● Text zur Prüfung
Der Online-Händler betont, dass Einkommensteuer anfielen, wenn Gewinne eingefahren würden. Angesichts der hohen Investitionen in Europa seien diese jedoch gering ausgefallen. "Seit 2010 haben wir weit über 100 Milliarden Euro investiert", erklärt Amazon. Ein Großteil dieser Ausgaben fließe in Infrastruktur und Forschung, wodurch viele Tausend neue Arbeitsplätze entstanden seien, was wiederum erhebliche lokale Steuereinnahmen generiert habe und zehntausende kleine europäische Firmen mit Programmen wie Fulfillment by Amazon unterstütze.

● Datensatzinhalt
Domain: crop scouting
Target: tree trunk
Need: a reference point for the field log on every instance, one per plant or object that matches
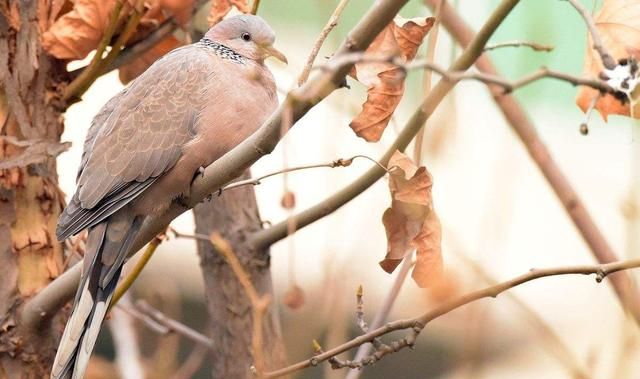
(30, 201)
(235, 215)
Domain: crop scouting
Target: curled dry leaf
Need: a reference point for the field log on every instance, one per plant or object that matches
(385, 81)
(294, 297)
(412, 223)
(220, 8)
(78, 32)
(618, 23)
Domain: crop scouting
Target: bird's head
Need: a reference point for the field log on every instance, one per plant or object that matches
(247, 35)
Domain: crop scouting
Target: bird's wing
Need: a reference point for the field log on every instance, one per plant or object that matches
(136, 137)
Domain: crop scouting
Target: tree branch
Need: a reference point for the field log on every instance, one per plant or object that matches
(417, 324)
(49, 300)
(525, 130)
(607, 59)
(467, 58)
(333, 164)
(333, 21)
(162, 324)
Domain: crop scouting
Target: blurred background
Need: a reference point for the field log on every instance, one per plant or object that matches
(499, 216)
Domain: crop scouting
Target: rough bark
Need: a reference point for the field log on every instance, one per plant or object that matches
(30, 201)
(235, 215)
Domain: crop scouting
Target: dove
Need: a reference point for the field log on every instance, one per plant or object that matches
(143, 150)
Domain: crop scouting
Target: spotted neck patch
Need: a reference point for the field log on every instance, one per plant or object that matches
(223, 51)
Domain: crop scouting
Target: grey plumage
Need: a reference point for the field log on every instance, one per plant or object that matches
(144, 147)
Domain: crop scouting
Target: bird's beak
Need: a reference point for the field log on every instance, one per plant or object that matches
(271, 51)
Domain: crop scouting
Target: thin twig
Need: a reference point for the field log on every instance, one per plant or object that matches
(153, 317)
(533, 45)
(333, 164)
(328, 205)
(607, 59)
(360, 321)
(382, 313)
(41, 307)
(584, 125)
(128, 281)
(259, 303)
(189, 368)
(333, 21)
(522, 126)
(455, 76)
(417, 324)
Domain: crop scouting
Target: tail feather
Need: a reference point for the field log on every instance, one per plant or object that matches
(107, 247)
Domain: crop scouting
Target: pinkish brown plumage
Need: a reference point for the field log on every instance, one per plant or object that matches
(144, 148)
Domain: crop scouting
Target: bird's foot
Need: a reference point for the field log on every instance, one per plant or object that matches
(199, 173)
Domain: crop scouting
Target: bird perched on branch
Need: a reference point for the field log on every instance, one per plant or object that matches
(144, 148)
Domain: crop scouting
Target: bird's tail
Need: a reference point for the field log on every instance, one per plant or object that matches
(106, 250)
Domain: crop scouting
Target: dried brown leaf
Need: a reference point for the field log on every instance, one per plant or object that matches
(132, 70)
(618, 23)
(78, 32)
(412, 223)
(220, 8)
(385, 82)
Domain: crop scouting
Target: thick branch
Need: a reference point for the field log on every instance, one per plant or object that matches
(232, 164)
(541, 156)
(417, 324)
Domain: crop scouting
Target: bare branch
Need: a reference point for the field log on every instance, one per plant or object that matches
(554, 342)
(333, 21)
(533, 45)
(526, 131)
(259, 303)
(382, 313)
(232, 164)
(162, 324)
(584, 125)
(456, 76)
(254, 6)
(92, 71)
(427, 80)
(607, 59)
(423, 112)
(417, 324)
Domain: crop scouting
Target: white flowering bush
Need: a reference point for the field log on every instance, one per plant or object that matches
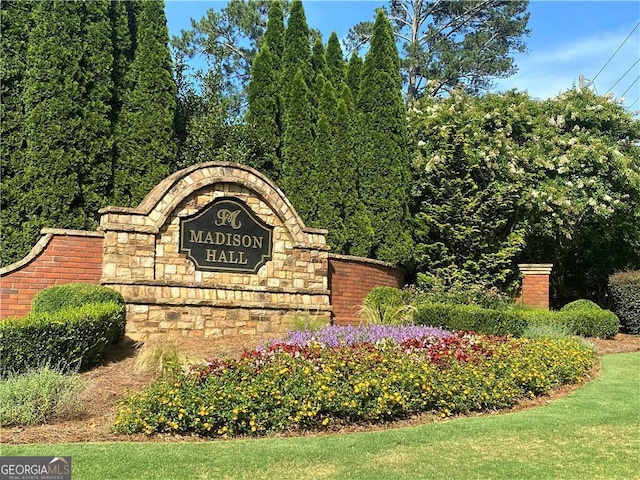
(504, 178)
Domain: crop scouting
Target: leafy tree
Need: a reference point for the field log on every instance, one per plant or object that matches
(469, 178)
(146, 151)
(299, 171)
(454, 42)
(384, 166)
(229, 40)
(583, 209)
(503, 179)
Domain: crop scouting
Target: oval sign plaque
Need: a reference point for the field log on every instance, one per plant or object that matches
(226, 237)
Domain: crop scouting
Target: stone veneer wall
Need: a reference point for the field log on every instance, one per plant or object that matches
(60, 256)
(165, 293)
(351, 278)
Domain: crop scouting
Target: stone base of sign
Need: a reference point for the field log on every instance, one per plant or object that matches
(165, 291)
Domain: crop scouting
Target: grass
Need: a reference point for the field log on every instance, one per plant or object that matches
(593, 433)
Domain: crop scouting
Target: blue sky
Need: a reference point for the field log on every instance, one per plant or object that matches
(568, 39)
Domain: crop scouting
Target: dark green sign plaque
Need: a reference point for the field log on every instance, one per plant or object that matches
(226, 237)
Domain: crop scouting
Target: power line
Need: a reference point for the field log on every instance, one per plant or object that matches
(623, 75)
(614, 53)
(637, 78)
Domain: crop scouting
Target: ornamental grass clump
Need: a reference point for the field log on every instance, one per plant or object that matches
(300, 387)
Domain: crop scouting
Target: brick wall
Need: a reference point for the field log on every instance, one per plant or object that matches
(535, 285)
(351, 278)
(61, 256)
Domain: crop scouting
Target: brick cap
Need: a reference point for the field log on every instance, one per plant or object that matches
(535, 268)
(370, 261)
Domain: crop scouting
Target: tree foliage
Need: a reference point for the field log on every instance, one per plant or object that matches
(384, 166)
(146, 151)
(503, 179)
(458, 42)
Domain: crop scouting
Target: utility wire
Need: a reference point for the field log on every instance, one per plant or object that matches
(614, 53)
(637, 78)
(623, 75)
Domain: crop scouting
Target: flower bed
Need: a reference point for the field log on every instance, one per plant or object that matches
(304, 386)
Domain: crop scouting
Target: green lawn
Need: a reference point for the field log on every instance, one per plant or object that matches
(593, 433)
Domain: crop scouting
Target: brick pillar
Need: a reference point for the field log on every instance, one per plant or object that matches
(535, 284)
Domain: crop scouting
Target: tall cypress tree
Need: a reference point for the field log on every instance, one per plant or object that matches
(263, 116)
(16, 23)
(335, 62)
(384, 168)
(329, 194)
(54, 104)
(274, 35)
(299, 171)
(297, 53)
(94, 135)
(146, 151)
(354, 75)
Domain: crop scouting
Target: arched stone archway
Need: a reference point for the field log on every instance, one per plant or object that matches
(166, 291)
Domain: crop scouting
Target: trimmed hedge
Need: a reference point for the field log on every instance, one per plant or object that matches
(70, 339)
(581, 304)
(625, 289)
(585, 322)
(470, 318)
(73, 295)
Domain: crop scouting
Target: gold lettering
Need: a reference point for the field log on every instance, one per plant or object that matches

● Arbeitsauftrag A
Beantworte diese Fragen zum Text über Amazons Steuern:
(i) Unter welcher Bedingung fällt laut dem Online-Händler Einkommensteuer an?
(ii) Wie viel hat Amazon nach eigener Aussage seit 2010 investiert?
(iii) Welches Programm wird genannt, mit dem kleine europäische Firmen unterstützt werden?
● Arbeitsauftrag B
Fasse den Absatz „Der Online-Händler betont“ aus dem Text über Amazons Steuern als Stichpunktliste zusammen und behalte dabei seine wesentlichen Fakten bei.
● Arbeitsauftrag C
Setze den Text über Amazons Steuern nach seinem letzten Satz fort.

● Antwort A
(i) Wenn Gewinne eingefahren werden.
(ii) Weit über 100 Milliarden Euro.
(iii) Fulfillment by Amazon.

● Antwort B
- Laut Amazon fällt Einkommensteuer bei Gewinnen an. Wegen hoher Investitionen in Europa sei sie gering ausgefallen.
- Seit 2010 hat Amazon nach eigener Aussage weit über 100 Milliarden Euro investiert, größtenteils in Infrastruktur und Forschung.
- Dadurch seien viele Tausend Arbeitsplätze und erhebliche lokale Steuereinnahmen entstanden.
- Zehntausende kleine europäische Firmen würden mit Programmen wie Fulfillment by Amazon unterstützt.

● Antwort C
EU-Kommssion spricht von ungerechtfertigten Steuervorteilen

Amazon steht bereits seit vielen Jahren wegen seiner Geschäfts- und Steuerpraktiken im Visier der Behörden. 2017 stellte die EU-Kommission rechtswidrige staatliche Beihilfepraktiken fest. "Die Steuervorteile von Amazon in Luxemburg sind nach den EU-Beihilfevorschriften rechtswidrig", konstatierten die europäischen Wettbewerbshüter. Demzufolge habe der Online-Konzern von Mai 2006 bis Juni 2014 von nicht gerechtfertigten Steuervorteilen profitiert. Infolgedessen müsse Amazon Steuervorteile in Höhe von 250 Millionen Euro plus Zinsen zurückzahlen, verlangte die EU-Kommission.

Amazon und der Staat Luxemburg legten Beschwerde gegen den Beschluss der EU-Kommission ein. Vor dem europäischen Gerichtshof bekamen sie im Mai 2021 Recht. Die Richter stellten fest, dass sich Amazon mit seiner Firmenkonstruktion in Luxemburg keinen unrechtmäßigen Vorteil verschafft habe und deshalb die Entscheidung in vollem Umfang für nichtig erklärt werden müsse.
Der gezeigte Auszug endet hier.